WORK REQUIRED:
Copy the entries character for character from their first line through the line that contains "192L151 197L154 181L141", including both of those lines.

PROVIDED DATA:
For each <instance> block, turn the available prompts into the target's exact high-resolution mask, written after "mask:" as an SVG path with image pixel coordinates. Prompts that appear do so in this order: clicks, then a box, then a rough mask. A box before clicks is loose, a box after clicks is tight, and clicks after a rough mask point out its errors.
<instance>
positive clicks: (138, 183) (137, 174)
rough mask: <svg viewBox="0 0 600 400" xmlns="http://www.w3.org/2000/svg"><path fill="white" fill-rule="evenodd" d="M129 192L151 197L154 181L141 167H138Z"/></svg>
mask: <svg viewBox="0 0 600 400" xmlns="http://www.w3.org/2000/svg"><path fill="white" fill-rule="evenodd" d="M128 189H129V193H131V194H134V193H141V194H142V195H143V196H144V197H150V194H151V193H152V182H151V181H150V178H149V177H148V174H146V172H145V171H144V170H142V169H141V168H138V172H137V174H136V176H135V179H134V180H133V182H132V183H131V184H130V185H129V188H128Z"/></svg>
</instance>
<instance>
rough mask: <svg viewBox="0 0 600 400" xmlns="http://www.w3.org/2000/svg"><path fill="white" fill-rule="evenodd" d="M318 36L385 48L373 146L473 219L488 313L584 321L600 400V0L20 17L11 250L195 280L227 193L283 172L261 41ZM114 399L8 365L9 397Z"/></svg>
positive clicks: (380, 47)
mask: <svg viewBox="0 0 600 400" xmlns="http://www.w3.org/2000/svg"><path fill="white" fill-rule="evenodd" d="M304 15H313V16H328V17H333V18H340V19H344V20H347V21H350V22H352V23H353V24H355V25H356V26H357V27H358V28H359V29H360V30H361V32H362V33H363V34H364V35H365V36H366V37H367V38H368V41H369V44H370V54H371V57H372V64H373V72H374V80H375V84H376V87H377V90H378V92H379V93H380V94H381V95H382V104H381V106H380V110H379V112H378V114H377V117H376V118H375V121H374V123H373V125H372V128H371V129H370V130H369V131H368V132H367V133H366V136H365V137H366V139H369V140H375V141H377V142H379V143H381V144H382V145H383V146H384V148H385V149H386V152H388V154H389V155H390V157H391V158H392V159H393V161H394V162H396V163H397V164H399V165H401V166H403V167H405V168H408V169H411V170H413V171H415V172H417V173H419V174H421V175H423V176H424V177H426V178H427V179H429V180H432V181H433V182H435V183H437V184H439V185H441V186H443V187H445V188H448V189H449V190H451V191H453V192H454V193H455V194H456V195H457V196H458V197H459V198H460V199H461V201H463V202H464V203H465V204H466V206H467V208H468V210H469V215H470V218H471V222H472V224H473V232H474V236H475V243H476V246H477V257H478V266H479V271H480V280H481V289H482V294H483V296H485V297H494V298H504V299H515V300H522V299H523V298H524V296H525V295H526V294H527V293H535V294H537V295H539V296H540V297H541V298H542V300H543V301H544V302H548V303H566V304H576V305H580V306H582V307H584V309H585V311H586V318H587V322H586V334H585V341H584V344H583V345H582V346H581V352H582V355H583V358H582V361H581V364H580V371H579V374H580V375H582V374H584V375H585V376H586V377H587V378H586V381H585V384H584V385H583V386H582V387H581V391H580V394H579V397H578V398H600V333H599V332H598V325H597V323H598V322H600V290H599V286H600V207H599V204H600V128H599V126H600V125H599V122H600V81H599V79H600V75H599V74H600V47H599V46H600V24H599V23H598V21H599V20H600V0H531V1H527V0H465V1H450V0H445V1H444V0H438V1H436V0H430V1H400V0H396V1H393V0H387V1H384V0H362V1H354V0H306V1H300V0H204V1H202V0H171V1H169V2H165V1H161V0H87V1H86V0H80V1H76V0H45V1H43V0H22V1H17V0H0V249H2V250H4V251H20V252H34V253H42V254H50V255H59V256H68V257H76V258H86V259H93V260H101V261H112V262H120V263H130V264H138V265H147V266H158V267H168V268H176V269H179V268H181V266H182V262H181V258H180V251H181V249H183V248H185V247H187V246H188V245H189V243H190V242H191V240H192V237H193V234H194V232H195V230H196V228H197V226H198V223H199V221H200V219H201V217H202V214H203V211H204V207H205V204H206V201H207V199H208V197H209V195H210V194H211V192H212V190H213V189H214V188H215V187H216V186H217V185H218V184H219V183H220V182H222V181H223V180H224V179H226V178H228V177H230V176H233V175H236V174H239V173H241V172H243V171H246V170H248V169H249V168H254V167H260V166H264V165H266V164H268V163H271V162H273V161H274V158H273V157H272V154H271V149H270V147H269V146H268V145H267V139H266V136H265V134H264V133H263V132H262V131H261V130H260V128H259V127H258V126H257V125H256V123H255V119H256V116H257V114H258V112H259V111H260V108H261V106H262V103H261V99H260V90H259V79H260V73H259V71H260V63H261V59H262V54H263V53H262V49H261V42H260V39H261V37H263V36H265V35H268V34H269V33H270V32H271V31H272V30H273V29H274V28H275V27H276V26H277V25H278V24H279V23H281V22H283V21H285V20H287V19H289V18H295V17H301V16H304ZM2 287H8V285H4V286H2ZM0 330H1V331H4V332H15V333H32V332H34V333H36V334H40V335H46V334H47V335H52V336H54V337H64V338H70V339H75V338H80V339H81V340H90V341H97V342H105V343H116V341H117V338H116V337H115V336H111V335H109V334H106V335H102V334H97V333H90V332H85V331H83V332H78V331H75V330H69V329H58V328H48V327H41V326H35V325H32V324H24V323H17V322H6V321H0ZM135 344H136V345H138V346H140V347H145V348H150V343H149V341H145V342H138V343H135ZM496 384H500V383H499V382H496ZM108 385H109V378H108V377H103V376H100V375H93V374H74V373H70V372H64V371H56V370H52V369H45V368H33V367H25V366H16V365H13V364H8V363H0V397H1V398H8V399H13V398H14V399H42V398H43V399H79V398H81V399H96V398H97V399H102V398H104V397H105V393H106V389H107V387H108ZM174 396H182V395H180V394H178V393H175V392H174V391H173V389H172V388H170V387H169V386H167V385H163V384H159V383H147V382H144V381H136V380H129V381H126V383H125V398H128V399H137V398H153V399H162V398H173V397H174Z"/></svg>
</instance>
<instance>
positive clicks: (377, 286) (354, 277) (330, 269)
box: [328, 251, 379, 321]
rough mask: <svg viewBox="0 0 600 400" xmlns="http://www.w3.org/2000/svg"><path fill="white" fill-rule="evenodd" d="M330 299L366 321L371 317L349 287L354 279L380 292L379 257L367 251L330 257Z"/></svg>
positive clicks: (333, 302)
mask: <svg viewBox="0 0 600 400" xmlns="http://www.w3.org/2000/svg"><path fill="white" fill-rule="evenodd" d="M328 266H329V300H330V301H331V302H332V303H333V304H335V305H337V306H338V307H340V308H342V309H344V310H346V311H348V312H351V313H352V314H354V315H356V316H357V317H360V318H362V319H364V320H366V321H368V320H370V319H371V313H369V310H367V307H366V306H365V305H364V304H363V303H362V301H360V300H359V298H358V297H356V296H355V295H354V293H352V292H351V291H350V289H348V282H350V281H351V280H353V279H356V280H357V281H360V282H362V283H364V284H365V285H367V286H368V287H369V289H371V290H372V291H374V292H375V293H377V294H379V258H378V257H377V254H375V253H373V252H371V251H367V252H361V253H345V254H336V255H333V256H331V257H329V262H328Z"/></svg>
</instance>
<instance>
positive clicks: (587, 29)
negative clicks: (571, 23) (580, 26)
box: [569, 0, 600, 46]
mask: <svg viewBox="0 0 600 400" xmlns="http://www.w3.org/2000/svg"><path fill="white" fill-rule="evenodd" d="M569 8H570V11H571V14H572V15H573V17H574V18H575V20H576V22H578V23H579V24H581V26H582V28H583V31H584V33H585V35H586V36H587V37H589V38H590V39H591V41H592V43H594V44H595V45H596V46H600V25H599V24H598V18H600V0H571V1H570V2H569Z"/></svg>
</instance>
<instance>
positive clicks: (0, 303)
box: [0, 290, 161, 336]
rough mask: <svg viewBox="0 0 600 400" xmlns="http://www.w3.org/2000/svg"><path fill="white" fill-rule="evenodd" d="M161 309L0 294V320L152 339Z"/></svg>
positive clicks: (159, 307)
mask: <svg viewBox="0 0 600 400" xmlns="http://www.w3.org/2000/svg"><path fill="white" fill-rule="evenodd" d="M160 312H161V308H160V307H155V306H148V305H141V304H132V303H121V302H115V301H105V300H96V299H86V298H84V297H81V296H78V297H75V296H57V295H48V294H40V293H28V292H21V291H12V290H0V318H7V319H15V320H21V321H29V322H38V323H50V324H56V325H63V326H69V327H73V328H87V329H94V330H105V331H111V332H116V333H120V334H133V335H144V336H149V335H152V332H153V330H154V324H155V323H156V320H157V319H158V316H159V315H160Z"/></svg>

EXPECTED OUTPUT:
For each <instance> block, turn the available prompts into the target's exact high-resolution mask, written after "mask:" as an SVG path with image pixel coordinates. Prompts that appear do so in this order: clicks, then a box, then a rough mask. A box before clicks is loose, a box after clicks is tight, and clicks after a rough mask point out its errors.
<instance>
positive clicks: (138, 183) (137, 174)
rough mask: <svg viewBox="0 0 600 400" xmlns="http://www.w3.org/2000/svg"><path fill="white" fill-rule="evenodd" d="M129 192L151 197L154 181L141 167H138Z"/></svg>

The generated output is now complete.